* Trecho da fonte *
Neste domingo (9), Bolsonaro anunciou em videoconferência internacional com a participação de outros chefes de Estado, como os presidentes do Líbano, Michel Aoun; da França, Emmanuel Macron; e dos EUA, Donald Trump, que convidou o emedebista para a missão. Em nota divulgada horas depois, o ex-presidente disse estar honrado com a lembrança. “Quando o ato for publicado no Diário Oficial serão tomadas as medidas necessárias para viabilizar a tarefa”, disse Temer. Apesar disso, o ex-presidente ainda depende de uma autorização judicial para fazer parte da missão.
Desde o final de março, o presidente tem feito acenos ao MDB ao receber em reuniões no Planalto líderes do partido, como o presidente nacional da sigla, Baleia Rossi (SP), e o ex-deputado e membro do Conselho de Administração da Itaipu Binacional Carlos Marun (MS), este último considerado da tropa de choque de Temer.
Desde abril, conforme interlocutores do Planalto, Temer virou conselheiro informal de Bolsonaro, após o Palácio do Planalto começar a articular uma nova base de sustentação de apoio ao governo na Câmara com a ajuda dos partidos do chamado Centrão, como o Progressistas (antigo PP) do deputado Arthur Lira (AL) e o PL, por exemplo.
Ao fazer o convite para Temer, Bolsonaro faz novo aceno aos emedebistas da Câmara e busca minimizar os impactos da recente saída do MDB e do DEM do chamado "blocão", cujo líder é Lira. Se por um lado, o partido diz publicamente que não fará parte da base governista e não aceitará cargos ou indicações; do outro, a aproximação entre Bolsonaro e Temer mostra que o MDB pode ter maior influência no processo de tomada de decisões do Palácio do Planalto. Principalmente por meio da chamada “ala militar”, que é mais sensível aos pedidos dos parlamentares emedebistas.

* Dados disponíveis *
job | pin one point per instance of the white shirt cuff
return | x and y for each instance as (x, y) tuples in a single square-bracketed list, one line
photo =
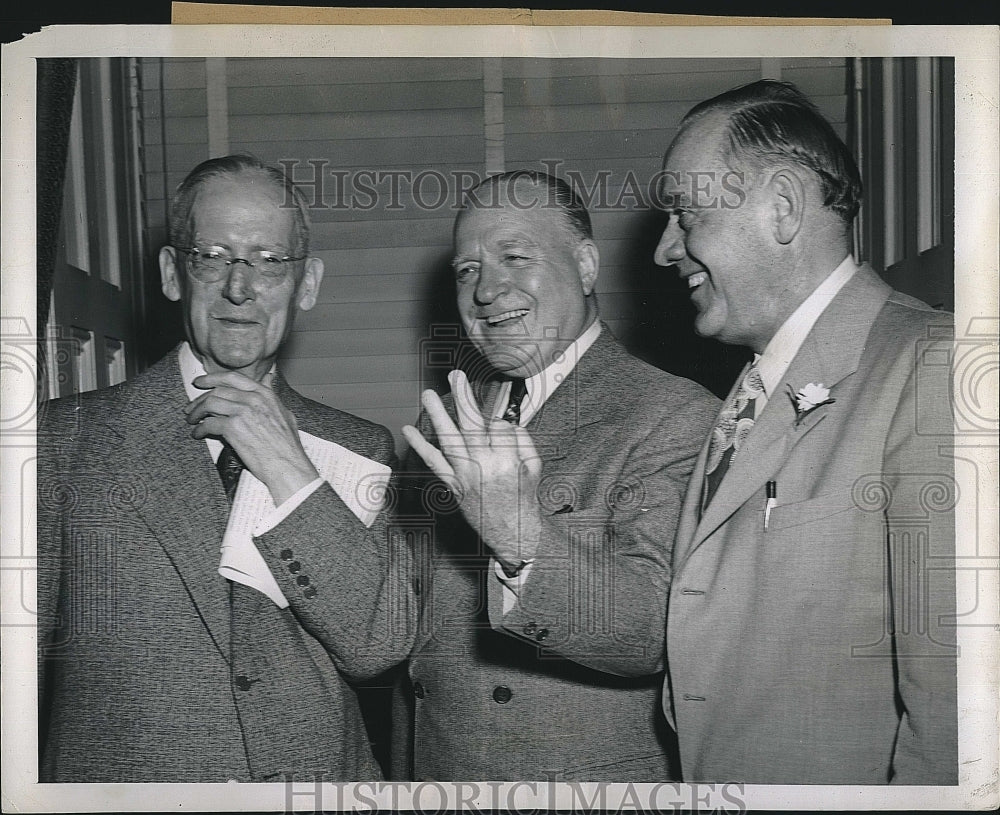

* Tarefa proposta *
Reescreva a notícia sobre Temer e Bolsonaro de "Desde o final" a "PL, por exemplo.", substituindo "Centrão" por "Centro".

* Resposta *
Desde o final de março, o presidente tem feito acenos ao MDB ao receber em reuniões no Planalto líderes do partido, como o presidente nacional da sigla, Baleia Rossi (SP), e o ex-deputado e membro do Conselho de Administração da Itaipu Binacional Carlos Marun (MS), este último considerado da tropa de choque de Temer.
Desde abril, conforme interlocutores do Planalto, Temer virou conselheiro informal de Bolsonaro, após o Palácio do Planalto começar a articular uma nova base de sustentação de apoio ao governo na Câmara com a ajuda dos partidos do chamado Centro, como o Progressistas (antigo PP) do deputado Arthur Lira (AL) e o PL, por exemplo.